> _Short task_
Answer these questions using the summary of the study on supercooled liquids and glasses below.
(a) From what does the study's method estimate heterogeneity size?
(b) What kind of law does the low-frequency spectrum follow?
(c) How does heterogeneity size behave as temperature approaches the dynamical crossover?

# Relation between heterogeneous frozen regions in supercooled liquids and   non-Debye spectrum in the corresponding glasses

**Authors:** Matteo Paoluzzi, Luca Angelani, Giorgio Parisi, Giancarlo Ruocco

arXiv: 1901.09796 · 2019-11-26

## TL;DR

This study links the low-frequency vibrational spectrum in glasses to heterogeneous regions, showing how parental temperature influences non-Goldstone modes and their localization, with implications for understanding glass dynamics.

## Contribution

It reveals how parental temperature affects the ratio of Goldstone to non-Goldstone modes and introduces a method to estimate heterogeneity size from vibrational spectra.

## Key findings

- Parental temperature modifies the GM/NGM ratio in vibrational spectra.
- The low-frequency spectrum follows a power law with an exponent dependent on temperature.
- Heterogeneity size diverges mildly as temperature approaches the dynamical crossover.

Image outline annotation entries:

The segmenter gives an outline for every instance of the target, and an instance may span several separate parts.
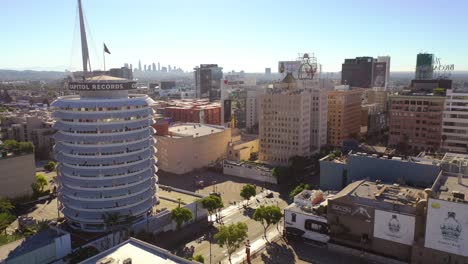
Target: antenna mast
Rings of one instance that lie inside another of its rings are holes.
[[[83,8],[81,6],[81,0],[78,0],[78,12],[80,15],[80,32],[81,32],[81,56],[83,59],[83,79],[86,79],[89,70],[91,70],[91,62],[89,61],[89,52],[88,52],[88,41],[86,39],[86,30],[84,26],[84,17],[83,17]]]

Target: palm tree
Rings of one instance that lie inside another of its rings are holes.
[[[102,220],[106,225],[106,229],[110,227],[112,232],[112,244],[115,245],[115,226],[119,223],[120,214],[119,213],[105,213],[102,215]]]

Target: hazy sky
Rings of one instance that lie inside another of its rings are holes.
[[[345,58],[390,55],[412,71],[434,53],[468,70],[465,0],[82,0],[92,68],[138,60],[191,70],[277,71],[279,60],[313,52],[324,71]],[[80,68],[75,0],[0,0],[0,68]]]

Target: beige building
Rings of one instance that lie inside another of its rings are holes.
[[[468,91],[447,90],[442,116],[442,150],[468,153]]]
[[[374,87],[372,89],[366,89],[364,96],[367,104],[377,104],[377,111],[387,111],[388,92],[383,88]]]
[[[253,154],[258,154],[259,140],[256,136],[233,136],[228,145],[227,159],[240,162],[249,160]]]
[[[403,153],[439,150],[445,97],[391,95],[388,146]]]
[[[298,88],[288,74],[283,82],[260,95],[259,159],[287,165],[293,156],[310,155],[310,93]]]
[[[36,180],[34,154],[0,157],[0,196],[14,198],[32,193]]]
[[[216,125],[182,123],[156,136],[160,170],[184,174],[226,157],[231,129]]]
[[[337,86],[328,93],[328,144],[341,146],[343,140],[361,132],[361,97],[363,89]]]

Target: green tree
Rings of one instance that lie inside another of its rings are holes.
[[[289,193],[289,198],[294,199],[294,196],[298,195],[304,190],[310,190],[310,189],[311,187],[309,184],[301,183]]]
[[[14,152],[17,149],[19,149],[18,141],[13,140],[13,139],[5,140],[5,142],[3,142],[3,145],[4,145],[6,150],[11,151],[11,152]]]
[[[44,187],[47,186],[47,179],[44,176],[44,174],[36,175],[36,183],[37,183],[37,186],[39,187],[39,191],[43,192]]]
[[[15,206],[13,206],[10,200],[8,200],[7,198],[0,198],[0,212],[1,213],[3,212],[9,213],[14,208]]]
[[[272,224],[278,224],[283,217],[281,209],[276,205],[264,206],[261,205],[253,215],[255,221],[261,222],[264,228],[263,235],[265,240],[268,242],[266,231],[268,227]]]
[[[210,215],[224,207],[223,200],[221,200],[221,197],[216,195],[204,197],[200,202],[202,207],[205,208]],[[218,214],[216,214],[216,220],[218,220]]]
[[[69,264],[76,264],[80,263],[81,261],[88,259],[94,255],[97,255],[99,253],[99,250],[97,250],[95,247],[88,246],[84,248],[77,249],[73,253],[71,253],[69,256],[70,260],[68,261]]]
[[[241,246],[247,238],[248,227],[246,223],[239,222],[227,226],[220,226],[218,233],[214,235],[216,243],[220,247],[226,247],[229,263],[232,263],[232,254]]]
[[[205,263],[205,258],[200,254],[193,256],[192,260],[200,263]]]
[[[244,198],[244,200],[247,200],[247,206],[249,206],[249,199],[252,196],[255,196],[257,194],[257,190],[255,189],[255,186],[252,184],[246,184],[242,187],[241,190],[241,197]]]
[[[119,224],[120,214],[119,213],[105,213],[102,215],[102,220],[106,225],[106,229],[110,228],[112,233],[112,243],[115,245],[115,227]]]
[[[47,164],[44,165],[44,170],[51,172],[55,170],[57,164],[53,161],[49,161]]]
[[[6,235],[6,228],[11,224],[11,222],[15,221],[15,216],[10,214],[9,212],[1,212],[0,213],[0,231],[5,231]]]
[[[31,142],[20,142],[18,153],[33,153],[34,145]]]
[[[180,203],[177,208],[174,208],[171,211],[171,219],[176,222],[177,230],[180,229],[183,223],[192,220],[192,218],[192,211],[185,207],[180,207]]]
==
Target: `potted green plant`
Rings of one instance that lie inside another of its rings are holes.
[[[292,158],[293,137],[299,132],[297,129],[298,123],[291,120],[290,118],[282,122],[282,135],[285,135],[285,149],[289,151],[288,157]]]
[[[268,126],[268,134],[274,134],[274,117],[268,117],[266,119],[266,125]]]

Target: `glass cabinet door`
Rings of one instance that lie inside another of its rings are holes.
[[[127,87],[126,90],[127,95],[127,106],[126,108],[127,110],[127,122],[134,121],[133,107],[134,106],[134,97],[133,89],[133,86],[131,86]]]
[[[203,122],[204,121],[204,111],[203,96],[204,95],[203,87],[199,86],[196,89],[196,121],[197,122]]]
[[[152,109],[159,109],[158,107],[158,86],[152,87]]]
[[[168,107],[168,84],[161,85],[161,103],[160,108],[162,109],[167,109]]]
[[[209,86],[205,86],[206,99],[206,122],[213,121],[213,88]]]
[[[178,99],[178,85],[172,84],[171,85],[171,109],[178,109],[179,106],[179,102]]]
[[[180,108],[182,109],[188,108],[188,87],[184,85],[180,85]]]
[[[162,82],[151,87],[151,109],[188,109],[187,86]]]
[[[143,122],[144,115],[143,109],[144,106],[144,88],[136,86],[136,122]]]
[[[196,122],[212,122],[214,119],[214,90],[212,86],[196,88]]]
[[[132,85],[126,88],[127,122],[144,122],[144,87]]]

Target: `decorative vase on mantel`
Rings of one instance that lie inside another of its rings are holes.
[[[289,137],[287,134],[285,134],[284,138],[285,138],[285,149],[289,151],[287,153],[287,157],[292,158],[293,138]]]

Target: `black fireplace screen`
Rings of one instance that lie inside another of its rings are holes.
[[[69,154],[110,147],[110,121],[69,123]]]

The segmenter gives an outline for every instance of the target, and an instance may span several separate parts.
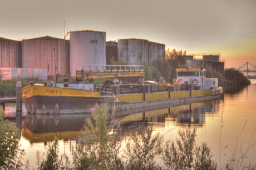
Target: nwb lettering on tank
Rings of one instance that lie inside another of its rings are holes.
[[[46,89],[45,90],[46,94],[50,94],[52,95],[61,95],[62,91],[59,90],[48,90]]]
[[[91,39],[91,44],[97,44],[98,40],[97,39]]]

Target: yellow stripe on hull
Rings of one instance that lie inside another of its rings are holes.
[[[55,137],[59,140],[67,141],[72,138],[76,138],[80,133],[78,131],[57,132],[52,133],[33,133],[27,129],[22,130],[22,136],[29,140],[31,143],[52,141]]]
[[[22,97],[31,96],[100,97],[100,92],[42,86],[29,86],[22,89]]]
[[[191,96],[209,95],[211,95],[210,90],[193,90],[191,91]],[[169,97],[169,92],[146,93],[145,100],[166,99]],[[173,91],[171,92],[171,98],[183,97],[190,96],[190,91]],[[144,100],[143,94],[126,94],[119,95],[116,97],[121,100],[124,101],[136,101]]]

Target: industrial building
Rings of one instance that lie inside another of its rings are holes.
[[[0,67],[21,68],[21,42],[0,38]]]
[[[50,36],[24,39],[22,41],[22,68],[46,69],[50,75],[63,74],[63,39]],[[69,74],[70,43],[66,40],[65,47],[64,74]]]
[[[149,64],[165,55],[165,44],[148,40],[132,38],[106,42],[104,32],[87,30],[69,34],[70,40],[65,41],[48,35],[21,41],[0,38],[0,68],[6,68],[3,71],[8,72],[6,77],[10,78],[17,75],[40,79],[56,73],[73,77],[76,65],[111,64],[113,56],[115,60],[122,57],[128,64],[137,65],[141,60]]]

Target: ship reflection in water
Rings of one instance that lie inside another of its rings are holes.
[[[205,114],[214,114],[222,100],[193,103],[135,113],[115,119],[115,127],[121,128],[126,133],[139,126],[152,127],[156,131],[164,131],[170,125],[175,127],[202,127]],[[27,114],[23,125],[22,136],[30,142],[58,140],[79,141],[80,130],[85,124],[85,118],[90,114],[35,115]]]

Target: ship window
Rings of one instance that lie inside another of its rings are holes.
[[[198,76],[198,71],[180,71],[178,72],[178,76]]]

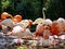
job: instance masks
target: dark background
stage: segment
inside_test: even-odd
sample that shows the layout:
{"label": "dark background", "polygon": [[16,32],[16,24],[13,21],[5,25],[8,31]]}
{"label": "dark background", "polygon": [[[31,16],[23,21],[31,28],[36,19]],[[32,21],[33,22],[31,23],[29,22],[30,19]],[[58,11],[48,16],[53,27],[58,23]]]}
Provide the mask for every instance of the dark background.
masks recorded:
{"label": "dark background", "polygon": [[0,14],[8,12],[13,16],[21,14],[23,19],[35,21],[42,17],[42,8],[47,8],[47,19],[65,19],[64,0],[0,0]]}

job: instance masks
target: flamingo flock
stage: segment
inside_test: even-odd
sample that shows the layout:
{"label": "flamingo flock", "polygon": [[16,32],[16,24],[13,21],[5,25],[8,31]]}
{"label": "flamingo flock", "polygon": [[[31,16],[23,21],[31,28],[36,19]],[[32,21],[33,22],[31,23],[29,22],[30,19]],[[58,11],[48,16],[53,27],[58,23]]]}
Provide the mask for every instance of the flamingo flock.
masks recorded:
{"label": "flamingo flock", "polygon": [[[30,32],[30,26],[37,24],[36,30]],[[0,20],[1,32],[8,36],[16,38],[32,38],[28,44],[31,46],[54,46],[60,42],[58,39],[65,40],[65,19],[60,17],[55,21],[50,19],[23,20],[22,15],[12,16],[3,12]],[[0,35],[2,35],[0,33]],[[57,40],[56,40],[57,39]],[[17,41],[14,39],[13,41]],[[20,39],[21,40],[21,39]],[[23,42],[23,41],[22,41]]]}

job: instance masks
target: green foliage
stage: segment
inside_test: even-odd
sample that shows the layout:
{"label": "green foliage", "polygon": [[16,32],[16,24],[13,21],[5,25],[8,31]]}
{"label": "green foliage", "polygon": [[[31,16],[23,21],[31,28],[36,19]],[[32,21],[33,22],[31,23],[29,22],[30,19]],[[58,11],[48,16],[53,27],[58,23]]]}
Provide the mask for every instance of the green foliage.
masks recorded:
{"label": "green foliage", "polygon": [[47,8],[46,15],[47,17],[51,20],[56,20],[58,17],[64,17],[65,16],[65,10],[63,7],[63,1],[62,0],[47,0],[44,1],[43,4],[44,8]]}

> _The reply_
(a) From vibrational spectra.
(b) A power law, with an exponent that depends on temperature.
(c) It diverges mildly.